SUPPLIED PASSAGE =
In 2005, when I was mulling going back to school for my Masters in Public Health, my father sent me a recent copy of the New England Journal of Medicine with a special section on “Medical Detectives.” There were two stories that were especially compelling: the first was a tribute to Berton Roueche, a wonderful writer for the New Yorker in the 1950s and 1960s, who specialized in ride-alongs with the New York City Department of Health epidemiology squad. His stories read like a sort of tweedy version of CSI, and the collections, especially 11 Blue Men, were favorites in the Goetz household.

The other story in that issue of NEJM concerned an odd coincidence between Robert Koch, an eminent 19th century bacteriologist, and Arthur Conan Doyle, during his medical days. Again, this story resonated with me, because the Sherlock Holmes stories were a favorite in our family, especially beloved by my sister Cecilia. In a brief one-and-a-half pages, the NEJM piece described an episode where these two giants of history, Koch and Conan Doyle, collided. In 1890, Koch claimed to have a remedy for tuberculosis, and announced a demonstration that Conan Doyle, then an anonymous local doctor in England, rashly decided to attend.

WORK REQUEST 1 =
In the passage about the "Medical Detectives" issue, why did the story of Koch and Conan Doyle resonate with the writer? Answer in one to three sentences.
WORK REQUEST 2 =
Carry forward the passage about the "Medical Detectives" issue, starting after its final sentence about Conan Doyle deciding to attend Koch's demonstration.
You will not need the records to complete this work.

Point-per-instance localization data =
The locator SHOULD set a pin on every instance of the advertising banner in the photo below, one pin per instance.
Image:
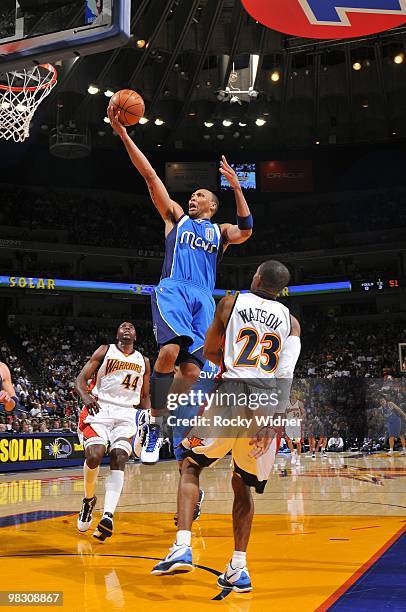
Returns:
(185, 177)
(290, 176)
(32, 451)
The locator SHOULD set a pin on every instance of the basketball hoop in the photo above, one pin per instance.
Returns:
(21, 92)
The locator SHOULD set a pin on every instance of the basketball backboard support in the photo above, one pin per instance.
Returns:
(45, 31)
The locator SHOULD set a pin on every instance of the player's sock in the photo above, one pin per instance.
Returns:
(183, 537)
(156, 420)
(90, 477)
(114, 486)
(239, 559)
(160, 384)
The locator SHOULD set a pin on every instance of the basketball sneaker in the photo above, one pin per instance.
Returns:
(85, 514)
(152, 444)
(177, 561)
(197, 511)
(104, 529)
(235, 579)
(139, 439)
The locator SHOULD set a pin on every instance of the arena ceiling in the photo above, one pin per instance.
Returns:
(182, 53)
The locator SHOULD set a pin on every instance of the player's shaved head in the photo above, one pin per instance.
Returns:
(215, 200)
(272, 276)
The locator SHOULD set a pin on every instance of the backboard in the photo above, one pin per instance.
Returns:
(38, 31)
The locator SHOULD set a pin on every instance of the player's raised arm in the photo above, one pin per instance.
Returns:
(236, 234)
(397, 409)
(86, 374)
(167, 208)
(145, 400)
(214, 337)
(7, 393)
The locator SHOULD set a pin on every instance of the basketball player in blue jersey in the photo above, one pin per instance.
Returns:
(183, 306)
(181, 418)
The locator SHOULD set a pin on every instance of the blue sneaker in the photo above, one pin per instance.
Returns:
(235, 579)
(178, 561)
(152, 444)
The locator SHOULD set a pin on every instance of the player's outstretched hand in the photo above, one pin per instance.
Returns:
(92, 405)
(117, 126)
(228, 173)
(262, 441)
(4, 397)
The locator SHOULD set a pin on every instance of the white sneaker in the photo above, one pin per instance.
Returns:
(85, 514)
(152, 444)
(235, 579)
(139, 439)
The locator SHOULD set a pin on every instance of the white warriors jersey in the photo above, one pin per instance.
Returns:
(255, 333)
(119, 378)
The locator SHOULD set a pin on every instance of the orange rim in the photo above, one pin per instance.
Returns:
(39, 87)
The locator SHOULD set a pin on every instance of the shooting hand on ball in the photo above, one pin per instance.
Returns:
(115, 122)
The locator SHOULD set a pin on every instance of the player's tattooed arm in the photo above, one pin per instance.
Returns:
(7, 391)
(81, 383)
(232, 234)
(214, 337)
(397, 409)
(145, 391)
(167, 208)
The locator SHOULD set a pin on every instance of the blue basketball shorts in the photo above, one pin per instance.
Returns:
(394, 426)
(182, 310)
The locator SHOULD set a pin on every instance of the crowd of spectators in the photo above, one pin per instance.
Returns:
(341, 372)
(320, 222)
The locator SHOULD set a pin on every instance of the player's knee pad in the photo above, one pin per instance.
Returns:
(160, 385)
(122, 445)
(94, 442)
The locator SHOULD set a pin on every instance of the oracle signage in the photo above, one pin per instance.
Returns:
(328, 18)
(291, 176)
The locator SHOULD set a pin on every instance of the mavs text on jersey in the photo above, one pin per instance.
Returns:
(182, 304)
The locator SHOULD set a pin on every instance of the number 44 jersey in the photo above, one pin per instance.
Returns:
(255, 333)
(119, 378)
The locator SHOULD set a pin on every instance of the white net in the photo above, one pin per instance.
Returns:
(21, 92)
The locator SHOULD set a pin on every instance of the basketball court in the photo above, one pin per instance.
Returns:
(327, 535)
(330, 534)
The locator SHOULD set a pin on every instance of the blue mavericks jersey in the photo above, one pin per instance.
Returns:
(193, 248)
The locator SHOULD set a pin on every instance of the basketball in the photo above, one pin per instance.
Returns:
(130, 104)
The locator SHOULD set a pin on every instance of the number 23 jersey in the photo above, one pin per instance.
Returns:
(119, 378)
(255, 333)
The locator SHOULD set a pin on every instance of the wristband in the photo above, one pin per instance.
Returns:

OUTPUT 1 =
It resonated because the Sherlock Holmes stories were a favorite in the writer's family. The writer's sister Cecilia especially loved them.

OUTPUT 2 =
That demonstration would turn out to be a pivotal episode in both men’s life (And, it would turn out, in mine). Conan Doyle found himself playing detective and investigating whether Koch’s remedy could, in fact, cure tuberculosis. The effort convinced Conan Doyle to give up his medical practice and turn to his writing with conviction - particularly to some stories involving an odd sort of detective named Sherlock Holmes. Robert Koch, meanwhile, would find that the scent of a remedy would tempt him away from his core values, particularly the meticulously rigorous scientific protocol he was famous for. Instead, he rushed headlong towards the fame and fortune that seemed his destiny. He would be proven sadly wrong.

For me, this short essay suggested a larger story. "This would be a great book," I remember thinking. I couldn't believe nobody had written it yet. As it turned out, it would take me nearly a decade to actually bring it to life. At last, today - April 3 - the full story is now out. It is my second book, The Remedy, and I am truly proud of it, and excited to see what the world makes of it. My father, himself a doctor, was I think very proud that I had taken that article and had designs to turn it into something greater. In 2011, when I signed with Gotham Books to write the book, he was thrilled. I was glad to have shared the book proposal with him before I sent it off. Alas, he is not here to see the book actually appear, having died in 2012 at the age of 90. I’m very glad that he knew it was on the way.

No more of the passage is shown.